__WRITTEN EXERCISE__
In the data below, rewrite the lines from the one containing "Category: nose" through the one containing "pixel 970 150", both included, swapping "Format example" for "Sample format" and changing nothing else.

__MATERIAL TO PROCESS__
· · ·

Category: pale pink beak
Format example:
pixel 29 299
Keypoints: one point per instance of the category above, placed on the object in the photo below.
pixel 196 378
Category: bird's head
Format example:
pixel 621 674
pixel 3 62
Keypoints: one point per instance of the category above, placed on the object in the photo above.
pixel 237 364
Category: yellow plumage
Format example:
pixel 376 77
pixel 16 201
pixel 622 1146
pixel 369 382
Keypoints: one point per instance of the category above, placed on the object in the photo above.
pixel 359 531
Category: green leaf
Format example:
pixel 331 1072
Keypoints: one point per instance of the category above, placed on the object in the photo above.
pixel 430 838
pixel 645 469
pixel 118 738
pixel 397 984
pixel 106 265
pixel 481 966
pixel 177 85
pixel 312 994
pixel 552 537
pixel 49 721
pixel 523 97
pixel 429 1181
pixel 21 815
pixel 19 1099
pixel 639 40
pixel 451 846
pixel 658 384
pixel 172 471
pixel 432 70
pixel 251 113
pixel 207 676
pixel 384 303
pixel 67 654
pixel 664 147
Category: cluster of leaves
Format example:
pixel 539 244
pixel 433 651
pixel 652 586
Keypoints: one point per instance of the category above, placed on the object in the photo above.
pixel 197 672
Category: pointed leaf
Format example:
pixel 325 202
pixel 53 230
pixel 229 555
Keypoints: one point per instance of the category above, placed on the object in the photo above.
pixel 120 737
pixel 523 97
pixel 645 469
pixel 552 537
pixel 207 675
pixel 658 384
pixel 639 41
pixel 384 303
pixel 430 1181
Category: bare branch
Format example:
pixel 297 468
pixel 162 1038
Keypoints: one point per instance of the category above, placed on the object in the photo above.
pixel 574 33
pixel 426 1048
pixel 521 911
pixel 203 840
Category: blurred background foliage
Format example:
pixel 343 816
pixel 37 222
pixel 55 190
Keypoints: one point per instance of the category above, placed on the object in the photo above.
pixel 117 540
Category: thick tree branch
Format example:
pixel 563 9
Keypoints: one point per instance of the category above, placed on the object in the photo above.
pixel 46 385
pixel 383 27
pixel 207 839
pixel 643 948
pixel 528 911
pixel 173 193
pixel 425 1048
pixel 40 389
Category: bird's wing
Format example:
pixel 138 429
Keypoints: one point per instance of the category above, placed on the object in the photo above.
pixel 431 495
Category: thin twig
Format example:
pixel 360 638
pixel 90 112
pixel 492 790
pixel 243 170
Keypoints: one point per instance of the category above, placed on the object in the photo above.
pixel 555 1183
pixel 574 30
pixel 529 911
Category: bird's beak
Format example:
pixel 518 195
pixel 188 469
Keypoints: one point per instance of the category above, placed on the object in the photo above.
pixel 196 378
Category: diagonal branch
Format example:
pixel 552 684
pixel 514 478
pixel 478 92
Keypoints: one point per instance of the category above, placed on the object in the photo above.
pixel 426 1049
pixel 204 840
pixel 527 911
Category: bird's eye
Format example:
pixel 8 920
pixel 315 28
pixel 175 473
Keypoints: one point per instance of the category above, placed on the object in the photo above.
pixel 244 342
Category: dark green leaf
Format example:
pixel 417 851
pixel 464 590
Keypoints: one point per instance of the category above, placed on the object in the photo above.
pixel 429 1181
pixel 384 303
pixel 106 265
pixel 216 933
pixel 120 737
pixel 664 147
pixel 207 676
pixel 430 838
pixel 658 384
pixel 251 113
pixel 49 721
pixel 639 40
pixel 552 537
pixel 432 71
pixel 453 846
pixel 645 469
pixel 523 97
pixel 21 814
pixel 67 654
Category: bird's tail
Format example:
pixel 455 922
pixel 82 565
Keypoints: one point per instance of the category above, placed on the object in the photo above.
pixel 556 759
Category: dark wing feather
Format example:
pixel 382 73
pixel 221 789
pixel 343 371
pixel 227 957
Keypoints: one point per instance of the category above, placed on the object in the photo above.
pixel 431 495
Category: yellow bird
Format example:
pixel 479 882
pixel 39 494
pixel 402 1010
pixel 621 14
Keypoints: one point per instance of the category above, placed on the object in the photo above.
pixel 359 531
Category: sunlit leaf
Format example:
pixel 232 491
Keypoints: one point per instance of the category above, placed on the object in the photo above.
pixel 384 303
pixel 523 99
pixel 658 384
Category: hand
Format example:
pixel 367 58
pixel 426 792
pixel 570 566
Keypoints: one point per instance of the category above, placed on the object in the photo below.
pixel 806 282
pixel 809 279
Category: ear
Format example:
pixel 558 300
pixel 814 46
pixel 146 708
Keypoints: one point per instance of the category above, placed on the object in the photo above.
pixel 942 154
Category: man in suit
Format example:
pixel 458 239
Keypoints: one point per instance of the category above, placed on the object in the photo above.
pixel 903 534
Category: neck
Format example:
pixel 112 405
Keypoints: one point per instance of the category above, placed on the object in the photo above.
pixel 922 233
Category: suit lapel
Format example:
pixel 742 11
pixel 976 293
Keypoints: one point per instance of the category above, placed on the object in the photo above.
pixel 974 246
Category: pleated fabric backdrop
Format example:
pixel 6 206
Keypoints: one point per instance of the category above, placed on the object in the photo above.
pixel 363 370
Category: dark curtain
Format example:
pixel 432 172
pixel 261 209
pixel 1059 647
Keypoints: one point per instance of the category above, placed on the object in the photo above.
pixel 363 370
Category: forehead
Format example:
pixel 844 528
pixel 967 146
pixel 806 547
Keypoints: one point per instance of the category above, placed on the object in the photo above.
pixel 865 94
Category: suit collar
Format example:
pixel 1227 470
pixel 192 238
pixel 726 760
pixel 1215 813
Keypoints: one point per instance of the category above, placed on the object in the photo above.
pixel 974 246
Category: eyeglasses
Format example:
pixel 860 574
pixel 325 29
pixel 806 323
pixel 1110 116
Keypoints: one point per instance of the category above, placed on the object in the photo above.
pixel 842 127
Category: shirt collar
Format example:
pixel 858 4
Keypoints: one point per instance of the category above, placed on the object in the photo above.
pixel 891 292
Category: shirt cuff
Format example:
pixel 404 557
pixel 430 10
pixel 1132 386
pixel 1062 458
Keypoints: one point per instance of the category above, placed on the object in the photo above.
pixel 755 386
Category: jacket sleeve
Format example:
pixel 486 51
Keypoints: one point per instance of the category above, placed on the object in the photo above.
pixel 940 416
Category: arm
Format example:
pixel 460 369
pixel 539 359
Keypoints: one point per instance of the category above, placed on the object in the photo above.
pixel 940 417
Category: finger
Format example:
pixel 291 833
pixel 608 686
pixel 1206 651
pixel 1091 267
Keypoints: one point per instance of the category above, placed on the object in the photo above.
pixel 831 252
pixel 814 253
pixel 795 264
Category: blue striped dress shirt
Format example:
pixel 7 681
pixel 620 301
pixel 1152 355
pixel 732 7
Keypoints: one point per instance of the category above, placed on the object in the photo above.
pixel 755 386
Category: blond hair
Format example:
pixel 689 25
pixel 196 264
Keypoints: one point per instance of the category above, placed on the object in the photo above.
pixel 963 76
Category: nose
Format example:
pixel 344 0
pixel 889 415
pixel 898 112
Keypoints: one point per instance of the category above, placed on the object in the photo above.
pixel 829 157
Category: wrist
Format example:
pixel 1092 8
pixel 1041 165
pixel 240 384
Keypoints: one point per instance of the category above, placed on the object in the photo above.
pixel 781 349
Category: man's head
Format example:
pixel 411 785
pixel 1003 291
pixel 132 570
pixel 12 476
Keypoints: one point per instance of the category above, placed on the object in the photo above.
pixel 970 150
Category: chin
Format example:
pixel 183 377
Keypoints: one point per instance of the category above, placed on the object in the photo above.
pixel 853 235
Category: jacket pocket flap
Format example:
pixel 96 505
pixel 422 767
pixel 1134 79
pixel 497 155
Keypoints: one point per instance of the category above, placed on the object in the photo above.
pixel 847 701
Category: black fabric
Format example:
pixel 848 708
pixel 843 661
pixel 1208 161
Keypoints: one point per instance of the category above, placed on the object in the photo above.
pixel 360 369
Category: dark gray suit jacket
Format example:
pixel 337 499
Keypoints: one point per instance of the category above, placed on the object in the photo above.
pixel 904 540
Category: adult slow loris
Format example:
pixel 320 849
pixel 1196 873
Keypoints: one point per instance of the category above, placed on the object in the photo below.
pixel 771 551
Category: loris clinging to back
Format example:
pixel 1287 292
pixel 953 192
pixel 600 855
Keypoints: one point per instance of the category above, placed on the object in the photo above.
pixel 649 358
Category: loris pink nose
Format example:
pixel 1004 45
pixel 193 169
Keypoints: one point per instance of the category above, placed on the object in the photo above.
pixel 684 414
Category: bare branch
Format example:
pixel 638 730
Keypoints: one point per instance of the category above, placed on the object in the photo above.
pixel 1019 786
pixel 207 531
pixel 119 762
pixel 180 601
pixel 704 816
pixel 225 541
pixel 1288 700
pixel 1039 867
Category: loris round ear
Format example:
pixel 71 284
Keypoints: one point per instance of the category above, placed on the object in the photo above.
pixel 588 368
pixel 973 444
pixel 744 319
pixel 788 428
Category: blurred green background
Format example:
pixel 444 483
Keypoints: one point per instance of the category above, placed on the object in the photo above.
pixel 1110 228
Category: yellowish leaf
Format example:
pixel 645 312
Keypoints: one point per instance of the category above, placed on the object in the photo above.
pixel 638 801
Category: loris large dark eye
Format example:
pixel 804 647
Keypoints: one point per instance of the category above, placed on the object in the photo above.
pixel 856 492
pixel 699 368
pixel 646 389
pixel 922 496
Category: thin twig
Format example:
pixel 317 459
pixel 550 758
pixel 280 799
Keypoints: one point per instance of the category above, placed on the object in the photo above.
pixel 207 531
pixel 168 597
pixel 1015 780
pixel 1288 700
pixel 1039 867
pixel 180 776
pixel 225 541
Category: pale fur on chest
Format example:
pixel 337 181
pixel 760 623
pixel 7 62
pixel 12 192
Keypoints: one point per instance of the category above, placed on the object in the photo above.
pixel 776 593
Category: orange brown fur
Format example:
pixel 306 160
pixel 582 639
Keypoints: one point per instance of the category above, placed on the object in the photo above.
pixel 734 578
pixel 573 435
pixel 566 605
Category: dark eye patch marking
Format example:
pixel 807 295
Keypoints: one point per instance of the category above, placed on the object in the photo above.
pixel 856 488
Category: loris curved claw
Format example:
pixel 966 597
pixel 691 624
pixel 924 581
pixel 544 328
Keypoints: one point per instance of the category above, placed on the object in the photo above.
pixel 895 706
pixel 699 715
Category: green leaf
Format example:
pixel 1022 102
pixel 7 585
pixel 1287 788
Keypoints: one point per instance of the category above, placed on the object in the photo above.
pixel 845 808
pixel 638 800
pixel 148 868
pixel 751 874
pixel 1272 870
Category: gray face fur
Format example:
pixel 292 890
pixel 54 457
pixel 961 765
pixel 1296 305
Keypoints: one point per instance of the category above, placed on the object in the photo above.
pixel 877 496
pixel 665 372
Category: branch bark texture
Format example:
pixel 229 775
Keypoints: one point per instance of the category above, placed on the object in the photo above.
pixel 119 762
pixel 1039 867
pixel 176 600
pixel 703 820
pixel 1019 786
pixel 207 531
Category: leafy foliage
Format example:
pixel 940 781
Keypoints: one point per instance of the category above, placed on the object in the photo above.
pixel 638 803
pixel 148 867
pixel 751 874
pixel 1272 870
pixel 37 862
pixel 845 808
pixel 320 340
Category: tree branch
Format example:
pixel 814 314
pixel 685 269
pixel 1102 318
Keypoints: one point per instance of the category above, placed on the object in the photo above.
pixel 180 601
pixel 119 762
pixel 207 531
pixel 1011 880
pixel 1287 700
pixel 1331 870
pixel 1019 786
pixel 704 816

· · ·

__SOLUTION__
Category: nose
Sample format:
pixel 344 0
pixel 889 415
pixel 898 112
Keypoints: one point per instance of the category above, placed on the object in the photo above.
pixel 829 157
Category: wrist
Sample format:
pixel 1092 8
pixel 1041 165
pixel 240 384
Keypoints: one point per instance of the category above, placed on the object in the photo above.
pixel 781 349
Category: man's head
Sample format:
pixel 411 785
pixel 1003 291
pixel 132 570
pixel 12 476
Keypoints: one point per instance of the category above, placed on the object in the photo above.
pixel 970 150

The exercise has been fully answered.